_What the exercise asks_: Can you rewrite the part of the rows below that opens with the line containing "Practice. Indicate each instance of the person walking" and closes with the line containing "x=394, y=186", both lines included, scaling every answer coordinate by 2.3 and rounding to whole numbers with halves rounded up? Keep the requests and their sample coordinates unchanged, and give only that part.

* * * *

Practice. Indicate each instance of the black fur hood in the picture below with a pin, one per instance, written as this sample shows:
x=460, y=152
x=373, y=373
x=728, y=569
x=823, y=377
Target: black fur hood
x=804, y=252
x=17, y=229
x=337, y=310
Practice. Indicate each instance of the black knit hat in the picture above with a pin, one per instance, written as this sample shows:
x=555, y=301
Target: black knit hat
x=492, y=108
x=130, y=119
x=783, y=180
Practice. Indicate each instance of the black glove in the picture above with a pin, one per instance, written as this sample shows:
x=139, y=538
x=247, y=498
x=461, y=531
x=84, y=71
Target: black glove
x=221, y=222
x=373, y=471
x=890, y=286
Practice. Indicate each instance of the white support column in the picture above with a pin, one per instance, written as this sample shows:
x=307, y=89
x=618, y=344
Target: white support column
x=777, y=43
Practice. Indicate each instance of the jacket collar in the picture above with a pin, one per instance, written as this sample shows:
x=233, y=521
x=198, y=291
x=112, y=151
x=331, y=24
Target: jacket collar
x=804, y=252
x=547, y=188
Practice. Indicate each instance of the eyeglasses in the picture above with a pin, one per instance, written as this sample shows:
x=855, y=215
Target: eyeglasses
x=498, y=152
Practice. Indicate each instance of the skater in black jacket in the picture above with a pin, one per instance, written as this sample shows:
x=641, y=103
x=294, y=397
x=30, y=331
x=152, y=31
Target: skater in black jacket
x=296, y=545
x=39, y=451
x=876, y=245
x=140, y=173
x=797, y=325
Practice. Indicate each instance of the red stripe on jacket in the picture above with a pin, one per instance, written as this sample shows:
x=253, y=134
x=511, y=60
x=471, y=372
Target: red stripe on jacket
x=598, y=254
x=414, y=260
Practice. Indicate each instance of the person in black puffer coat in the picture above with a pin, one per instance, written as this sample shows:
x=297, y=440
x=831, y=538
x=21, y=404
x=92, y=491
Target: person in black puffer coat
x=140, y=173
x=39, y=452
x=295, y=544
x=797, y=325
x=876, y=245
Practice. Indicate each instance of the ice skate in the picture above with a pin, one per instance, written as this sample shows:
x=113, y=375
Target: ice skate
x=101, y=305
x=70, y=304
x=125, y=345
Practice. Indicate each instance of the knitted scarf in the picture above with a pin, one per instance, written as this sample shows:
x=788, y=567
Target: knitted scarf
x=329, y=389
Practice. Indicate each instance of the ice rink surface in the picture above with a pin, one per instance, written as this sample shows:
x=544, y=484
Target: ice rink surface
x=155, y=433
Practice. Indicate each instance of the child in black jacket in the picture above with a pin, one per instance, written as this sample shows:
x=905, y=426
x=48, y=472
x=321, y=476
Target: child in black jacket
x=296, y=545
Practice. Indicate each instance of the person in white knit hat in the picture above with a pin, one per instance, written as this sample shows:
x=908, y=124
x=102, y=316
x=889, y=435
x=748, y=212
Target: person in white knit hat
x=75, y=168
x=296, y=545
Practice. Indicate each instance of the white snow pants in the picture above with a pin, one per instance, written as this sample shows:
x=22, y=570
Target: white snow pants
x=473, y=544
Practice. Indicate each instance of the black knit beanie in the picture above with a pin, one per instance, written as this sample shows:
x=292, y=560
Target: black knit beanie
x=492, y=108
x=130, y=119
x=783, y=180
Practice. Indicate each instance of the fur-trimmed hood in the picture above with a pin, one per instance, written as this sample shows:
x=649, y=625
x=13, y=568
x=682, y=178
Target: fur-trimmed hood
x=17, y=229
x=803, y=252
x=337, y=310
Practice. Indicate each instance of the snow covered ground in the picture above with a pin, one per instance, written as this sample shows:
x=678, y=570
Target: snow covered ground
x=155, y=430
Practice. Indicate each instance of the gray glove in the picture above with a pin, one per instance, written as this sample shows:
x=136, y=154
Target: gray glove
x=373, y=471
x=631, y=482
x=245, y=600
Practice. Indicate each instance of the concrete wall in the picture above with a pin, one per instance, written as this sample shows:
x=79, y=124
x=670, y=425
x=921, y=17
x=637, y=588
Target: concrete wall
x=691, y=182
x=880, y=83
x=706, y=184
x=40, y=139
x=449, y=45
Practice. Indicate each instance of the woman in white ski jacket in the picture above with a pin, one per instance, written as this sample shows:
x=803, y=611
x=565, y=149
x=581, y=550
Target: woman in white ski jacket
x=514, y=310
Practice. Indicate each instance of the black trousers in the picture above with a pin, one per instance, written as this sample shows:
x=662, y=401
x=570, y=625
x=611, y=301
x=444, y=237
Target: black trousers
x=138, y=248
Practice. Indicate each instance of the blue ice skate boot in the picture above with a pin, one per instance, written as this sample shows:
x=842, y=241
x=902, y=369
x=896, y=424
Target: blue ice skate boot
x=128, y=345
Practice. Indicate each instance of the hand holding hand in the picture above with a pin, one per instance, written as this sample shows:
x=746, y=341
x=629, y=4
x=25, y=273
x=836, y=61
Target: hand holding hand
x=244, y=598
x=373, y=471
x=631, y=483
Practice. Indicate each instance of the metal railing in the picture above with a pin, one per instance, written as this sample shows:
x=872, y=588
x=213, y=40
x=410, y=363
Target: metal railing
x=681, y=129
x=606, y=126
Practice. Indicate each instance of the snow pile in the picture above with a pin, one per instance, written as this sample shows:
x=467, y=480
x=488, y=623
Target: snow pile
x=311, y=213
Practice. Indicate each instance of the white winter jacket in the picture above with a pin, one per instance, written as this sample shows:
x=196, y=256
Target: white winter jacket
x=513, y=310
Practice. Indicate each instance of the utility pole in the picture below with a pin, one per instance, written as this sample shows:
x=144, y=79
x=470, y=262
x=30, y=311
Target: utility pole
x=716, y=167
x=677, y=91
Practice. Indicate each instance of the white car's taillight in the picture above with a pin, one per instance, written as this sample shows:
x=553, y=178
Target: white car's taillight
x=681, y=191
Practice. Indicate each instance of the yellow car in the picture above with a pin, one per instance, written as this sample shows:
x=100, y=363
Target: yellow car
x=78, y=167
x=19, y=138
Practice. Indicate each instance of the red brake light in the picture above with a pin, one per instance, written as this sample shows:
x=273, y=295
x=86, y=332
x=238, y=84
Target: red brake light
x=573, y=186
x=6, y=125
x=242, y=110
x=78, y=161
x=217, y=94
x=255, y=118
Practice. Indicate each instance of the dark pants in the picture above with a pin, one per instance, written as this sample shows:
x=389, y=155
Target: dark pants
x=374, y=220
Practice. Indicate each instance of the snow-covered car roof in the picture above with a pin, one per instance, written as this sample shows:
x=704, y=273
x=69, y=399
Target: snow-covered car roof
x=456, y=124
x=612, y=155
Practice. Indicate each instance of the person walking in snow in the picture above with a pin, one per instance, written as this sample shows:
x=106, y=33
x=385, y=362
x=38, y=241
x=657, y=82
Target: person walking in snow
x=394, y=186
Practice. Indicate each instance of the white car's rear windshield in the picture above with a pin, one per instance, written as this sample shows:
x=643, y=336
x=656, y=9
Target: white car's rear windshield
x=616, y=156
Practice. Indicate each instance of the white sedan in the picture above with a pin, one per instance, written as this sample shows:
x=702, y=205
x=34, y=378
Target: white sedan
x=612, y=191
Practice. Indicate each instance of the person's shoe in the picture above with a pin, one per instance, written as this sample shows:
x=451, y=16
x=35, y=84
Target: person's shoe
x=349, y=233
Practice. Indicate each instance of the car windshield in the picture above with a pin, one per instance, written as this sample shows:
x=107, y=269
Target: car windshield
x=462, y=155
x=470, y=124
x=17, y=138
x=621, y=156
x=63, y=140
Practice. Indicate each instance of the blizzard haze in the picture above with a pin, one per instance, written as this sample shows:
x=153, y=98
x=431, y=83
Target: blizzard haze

* * * *

_Response to this task_:
Practice. Indicate each instance of the person walking in snow in the picture above with a pin, one per instance, written as this sample shows:
x=106, y=33
x=385, y=362
x=38, y=241
x=657, y=82
Target: person walking in snow
x=906, y=428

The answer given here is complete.